## Start Records shown
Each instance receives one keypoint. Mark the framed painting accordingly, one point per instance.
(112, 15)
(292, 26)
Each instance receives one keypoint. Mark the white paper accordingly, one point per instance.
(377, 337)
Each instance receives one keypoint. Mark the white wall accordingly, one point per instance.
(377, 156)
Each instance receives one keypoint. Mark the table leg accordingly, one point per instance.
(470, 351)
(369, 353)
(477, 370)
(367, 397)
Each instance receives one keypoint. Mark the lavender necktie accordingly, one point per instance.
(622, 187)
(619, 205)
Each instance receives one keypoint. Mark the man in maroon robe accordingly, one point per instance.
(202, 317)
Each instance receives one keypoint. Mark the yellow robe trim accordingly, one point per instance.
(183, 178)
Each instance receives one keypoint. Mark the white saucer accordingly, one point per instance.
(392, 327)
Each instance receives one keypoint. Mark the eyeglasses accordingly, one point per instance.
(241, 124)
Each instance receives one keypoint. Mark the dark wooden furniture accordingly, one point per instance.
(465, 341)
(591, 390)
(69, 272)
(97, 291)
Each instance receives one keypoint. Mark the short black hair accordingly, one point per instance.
## End Records shown
▸ What to produce: Rewrite every line of the location labeling items above, requests included, scaling each point coordinate in the answers by 1.6 and rounding it to a whole number, with halves rounded up.

▸ Task result:
Each instance receives one keypoint. Mark the framed painting accordingly, one point per instance.
(179, 24)
(467, 42)
Each instance receives one keypoint. Mark the white paper accordingly, one point per instance.
(603, 539)
Each instance receives one keypoint. Mark the white wall accordingly, one point per instance.
(603, 250)
Each instance receives one keypoint. Mark the table leg accordingly, one point per instance.
(752, 562)
(590, 565)
(763, 592)
(587, 635)
Each instance receives one keypoint. Mark the lavender necktie accordingly, one point per instance.
(995, 299)
(990, 328)
Each instance receives one keypoint. Mark the man in maroon robe accordingly, one point per instance.
(323, 507)
Each instance receives one keypoint. Mark the yellow robe trim accordingly, one point per instance.
(293, 285)
Each instance receives one keypoint. Mark the white saucer accordingly, one point per instance.
(627, 523)
Each instance receives one keypoint. Mark the eyeglasses accordingly, one point per instance.
(386, 198)
Each instance receives one keypoint. Mark the dark wooden furniture accordingly, one point per instance.
(744, 546)
(946, 624)
(110, 435)
(155, 466)
Each instance receives one keypoint. Mark the short black hair accordingly, one point per instance.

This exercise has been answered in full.